Available data: Begin

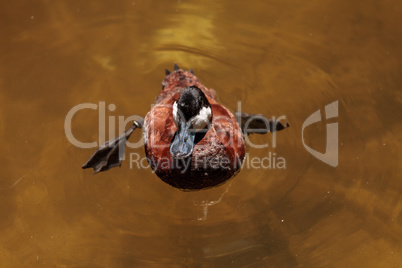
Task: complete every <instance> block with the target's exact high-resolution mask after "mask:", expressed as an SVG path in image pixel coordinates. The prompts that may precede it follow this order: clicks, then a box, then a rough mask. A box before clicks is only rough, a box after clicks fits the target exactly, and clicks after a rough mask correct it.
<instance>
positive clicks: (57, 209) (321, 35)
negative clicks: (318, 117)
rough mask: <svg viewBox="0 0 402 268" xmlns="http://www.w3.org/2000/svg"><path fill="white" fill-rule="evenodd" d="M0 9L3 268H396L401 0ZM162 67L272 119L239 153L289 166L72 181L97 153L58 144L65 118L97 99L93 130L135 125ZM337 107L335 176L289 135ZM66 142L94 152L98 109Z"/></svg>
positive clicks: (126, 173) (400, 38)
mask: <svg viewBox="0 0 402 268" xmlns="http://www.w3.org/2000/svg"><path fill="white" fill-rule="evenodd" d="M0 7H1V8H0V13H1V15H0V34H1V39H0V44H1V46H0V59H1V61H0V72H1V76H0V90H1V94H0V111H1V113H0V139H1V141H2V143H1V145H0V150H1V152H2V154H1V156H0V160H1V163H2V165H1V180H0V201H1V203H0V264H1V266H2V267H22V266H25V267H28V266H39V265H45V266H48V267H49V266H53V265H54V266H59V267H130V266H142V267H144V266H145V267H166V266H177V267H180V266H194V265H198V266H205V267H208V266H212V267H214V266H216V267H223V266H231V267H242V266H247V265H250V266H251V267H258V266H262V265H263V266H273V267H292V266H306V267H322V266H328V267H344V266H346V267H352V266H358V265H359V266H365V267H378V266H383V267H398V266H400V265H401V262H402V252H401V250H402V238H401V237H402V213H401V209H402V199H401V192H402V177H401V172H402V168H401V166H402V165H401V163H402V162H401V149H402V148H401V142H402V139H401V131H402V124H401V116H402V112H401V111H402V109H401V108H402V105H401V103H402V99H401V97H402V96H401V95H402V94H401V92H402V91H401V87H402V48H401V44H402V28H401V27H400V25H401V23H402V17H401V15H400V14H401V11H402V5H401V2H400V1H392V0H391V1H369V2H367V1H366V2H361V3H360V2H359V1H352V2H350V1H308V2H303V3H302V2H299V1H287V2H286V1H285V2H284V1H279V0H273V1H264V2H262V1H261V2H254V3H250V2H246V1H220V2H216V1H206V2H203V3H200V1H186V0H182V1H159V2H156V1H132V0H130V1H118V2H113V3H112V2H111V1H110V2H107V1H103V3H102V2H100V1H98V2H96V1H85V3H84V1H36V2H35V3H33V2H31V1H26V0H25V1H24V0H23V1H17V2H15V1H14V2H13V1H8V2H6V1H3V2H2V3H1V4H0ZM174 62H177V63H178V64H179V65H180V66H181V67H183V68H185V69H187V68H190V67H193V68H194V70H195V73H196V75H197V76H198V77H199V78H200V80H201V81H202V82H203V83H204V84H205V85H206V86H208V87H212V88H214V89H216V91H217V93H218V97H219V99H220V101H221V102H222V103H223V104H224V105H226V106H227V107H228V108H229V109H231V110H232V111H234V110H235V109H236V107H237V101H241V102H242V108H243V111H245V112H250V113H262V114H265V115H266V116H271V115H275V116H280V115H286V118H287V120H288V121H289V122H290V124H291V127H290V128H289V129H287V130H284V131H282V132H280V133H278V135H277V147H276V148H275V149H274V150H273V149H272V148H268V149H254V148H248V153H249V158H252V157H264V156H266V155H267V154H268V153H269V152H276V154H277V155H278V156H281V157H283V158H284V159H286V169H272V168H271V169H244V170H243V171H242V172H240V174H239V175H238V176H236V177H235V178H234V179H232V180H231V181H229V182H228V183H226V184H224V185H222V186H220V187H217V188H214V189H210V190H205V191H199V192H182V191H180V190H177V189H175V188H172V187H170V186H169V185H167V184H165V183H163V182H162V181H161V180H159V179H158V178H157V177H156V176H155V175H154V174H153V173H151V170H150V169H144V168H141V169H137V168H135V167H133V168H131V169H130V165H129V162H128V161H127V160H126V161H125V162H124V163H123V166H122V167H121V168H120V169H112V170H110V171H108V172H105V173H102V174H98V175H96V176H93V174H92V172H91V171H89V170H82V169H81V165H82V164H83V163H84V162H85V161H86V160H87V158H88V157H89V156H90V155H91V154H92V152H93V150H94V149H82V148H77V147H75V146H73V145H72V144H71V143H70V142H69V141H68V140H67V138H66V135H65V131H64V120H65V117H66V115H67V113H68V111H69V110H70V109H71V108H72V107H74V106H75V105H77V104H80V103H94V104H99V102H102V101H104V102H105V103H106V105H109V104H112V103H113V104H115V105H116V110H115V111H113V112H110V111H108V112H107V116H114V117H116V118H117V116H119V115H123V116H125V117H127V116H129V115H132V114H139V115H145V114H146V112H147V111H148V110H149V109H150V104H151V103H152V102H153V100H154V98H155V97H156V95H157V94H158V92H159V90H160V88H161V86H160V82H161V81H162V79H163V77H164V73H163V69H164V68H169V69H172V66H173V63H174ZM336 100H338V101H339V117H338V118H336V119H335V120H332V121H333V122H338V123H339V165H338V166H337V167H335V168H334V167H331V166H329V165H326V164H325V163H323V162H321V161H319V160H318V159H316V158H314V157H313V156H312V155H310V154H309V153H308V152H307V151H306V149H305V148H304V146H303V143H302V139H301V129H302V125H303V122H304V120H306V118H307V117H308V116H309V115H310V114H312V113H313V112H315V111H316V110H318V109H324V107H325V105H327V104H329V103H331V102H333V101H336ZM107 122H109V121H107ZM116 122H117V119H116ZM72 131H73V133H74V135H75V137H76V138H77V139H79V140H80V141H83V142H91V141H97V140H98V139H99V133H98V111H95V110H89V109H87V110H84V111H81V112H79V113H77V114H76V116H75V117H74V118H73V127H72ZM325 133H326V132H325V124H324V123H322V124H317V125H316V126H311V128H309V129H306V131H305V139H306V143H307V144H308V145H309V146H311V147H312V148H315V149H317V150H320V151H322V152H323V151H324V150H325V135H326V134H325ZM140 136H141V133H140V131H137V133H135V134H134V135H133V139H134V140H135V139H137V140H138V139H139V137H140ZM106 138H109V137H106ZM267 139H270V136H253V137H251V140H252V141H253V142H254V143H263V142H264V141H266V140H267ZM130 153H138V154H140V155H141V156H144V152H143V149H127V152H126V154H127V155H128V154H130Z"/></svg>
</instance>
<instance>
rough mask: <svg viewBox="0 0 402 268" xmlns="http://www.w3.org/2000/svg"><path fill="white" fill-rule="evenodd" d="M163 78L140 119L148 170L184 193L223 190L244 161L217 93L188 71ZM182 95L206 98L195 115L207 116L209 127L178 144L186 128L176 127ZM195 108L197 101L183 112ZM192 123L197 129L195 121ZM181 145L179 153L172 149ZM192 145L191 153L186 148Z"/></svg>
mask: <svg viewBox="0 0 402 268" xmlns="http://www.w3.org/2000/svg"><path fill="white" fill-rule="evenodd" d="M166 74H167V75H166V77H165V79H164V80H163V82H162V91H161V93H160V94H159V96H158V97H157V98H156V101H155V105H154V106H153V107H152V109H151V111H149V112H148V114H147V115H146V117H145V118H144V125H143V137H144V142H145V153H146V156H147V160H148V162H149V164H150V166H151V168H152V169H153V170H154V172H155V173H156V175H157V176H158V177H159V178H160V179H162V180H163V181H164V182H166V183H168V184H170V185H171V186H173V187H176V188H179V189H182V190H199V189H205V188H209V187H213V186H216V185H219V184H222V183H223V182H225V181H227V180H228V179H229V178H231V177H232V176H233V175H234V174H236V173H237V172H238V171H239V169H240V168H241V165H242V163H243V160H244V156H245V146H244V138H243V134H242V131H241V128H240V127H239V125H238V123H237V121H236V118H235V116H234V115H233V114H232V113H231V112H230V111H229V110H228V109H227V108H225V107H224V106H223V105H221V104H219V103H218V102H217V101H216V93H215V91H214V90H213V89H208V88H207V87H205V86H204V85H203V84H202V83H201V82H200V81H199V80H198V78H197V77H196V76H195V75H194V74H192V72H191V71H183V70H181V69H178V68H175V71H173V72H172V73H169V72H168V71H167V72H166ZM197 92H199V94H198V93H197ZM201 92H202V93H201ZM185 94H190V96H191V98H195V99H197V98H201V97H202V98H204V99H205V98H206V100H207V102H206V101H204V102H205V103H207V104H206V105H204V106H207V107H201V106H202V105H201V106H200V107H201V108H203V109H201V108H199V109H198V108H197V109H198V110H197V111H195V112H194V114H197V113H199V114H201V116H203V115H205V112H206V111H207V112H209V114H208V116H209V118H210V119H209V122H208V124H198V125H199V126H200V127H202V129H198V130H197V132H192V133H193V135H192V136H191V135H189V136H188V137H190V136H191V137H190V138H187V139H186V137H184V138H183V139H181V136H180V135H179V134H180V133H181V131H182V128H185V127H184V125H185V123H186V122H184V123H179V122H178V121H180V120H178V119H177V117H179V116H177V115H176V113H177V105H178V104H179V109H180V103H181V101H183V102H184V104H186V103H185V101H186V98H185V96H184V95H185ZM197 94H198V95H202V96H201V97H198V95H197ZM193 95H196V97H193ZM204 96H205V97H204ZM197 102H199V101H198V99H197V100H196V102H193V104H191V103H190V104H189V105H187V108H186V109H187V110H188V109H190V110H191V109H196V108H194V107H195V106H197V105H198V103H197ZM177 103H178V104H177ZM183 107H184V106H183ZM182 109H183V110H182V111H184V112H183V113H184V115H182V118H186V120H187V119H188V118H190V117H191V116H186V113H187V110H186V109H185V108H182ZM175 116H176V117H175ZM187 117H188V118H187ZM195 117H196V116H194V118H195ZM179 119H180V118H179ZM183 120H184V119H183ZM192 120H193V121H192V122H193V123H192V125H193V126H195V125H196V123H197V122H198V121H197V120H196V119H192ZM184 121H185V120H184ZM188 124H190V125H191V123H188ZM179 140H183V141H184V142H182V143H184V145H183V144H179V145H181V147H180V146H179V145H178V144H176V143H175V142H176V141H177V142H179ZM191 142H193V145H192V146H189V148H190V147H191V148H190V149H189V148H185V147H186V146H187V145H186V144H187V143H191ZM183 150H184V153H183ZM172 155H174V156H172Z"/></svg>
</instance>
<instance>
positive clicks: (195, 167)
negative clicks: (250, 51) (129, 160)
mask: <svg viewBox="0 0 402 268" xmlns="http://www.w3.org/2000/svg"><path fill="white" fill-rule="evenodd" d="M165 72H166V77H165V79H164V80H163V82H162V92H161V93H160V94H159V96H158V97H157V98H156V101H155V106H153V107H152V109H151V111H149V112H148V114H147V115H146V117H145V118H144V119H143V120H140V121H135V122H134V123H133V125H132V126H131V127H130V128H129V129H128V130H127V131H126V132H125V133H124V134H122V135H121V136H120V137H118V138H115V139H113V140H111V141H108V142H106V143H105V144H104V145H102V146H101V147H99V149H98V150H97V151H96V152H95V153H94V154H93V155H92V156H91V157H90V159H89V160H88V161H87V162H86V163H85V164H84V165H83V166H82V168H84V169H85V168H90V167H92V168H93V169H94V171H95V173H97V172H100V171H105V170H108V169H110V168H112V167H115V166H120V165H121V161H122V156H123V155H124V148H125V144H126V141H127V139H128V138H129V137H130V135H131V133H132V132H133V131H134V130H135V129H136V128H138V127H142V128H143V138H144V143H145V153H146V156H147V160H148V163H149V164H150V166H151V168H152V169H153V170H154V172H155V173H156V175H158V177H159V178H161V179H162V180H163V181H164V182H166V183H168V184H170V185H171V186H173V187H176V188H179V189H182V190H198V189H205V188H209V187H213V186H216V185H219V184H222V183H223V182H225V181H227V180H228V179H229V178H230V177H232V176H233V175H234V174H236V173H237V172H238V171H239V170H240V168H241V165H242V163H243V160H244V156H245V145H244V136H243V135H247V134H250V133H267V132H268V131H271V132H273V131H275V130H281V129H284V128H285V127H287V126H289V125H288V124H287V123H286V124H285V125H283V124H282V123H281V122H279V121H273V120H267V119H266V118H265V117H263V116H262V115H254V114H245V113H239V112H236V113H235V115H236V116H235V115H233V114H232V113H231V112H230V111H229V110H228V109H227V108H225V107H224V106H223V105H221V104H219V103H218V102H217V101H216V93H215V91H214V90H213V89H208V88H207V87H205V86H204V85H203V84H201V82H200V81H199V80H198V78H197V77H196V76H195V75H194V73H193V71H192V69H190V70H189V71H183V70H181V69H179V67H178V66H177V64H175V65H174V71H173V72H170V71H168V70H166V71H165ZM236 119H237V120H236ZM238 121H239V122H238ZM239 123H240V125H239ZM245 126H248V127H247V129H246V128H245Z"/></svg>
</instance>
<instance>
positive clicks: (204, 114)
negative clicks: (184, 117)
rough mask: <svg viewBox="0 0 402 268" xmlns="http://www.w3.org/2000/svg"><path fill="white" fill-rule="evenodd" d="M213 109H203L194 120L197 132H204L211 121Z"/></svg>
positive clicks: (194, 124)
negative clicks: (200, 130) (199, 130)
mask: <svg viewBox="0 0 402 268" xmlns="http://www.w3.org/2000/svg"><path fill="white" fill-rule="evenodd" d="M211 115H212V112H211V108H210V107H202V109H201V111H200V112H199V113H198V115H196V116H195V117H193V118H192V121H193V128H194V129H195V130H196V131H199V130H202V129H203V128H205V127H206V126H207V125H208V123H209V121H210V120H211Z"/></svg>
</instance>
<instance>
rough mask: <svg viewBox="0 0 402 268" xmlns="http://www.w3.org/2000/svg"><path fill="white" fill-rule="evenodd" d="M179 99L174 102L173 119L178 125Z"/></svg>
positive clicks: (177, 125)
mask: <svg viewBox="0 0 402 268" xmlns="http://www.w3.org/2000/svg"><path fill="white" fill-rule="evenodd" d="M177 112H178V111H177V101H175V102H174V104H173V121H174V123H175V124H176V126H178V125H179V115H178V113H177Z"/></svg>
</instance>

Available data: End
Available data: Begin

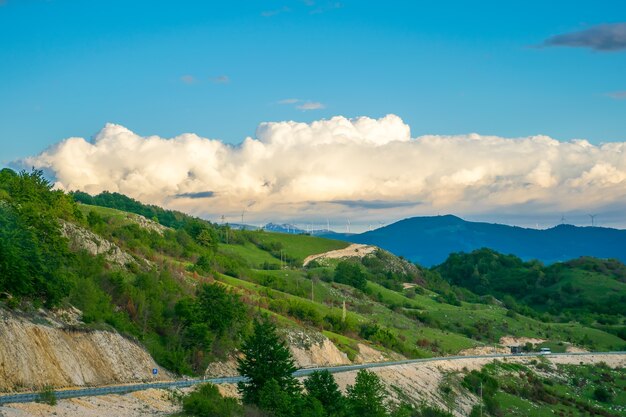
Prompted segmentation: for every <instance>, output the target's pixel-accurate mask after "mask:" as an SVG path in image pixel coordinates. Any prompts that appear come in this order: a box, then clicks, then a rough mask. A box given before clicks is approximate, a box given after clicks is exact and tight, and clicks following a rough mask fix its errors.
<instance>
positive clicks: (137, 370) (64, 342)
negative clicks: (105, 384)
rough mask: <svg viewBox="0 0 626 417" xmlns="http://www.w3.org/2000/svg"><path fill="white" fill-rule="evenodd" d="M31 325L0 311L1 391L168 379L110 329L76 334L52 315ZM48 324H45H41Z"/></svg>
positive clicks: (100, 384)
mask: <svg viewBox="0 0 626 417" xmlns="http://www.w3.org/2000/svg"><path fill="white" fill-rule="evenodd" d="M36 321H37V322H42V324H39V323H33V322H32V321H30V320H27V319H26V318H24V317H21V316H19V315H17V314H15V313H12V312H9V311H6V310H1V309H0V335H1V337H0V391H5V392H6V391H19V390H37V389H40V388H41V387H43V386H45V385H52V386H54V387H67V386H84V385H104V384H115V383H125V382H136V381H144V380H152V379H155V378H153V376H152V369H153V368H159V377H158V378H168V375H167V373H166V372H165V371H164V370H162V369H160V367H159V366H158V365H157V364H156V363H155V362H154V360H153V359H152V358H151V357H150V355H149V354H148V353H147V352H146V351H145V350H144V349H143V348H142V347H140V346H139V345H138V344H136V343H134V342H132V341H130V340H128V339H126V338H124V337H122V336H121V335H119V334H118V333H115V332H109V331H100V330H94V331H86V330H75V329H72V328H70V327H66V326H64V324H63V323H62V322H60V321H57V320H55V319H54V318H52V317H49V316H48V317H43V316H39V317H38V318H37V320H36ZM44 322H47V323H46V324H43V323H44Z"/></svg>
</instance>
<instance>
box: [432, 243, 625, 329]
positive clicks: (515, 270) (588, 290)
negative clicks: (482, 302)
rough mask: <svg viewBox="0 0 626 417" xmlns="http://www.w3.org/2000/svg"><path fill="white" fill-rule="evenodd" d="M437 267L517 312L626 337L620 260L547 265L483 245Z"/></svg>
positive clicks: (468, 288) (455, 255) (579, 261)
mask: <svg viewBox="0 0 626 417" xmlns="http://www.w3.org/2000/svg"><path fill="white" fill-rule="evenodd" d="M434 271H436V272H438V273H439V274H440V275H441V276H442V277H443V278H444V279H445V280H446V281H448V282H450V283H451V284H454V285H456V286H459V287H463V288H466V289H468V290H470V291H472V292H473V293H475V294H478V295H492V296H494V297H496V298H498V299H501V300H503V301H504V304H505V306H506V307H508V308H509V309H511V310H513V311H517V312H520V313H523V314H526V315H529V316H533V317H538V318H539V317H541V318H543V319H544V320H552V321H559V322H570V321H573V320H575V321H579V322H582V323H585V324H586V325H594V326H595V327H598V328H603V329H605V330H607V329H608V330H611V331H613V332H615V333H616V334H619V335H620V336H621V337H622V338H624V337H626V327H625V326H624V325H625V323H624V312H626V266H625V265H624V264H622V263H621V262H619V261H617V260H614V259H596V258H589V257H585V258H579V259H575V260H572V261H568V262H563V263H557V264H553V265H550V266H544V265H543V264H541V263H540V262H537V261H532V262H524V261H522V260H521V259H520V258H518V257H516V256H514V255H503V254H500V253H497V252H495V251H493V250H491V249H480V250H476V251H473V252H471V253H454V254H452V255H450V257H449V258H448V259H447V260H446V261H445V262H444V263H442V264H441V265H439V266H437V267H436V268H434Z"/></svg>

Available data: End

Directions.
Please copy the lines word for word, starting from the line containing "Task: complete every" down to the line containing "negative clicks: (318, 117)", both included.

Reply.
Task: complete every <instance> block with the target's exact high-resolution mask after "mask:", expressed as an SVG path in image pixel coordinates. The prompts that may precede it follow this order: clicks, then a box, then a rough mask. A box before clicks is only rough, a box after clicks fits the target exactly, and clicks after a rough mask correct it.
<instance>
positive clicks: (57, 209) (321, 35)
negative clicks: (318, 117)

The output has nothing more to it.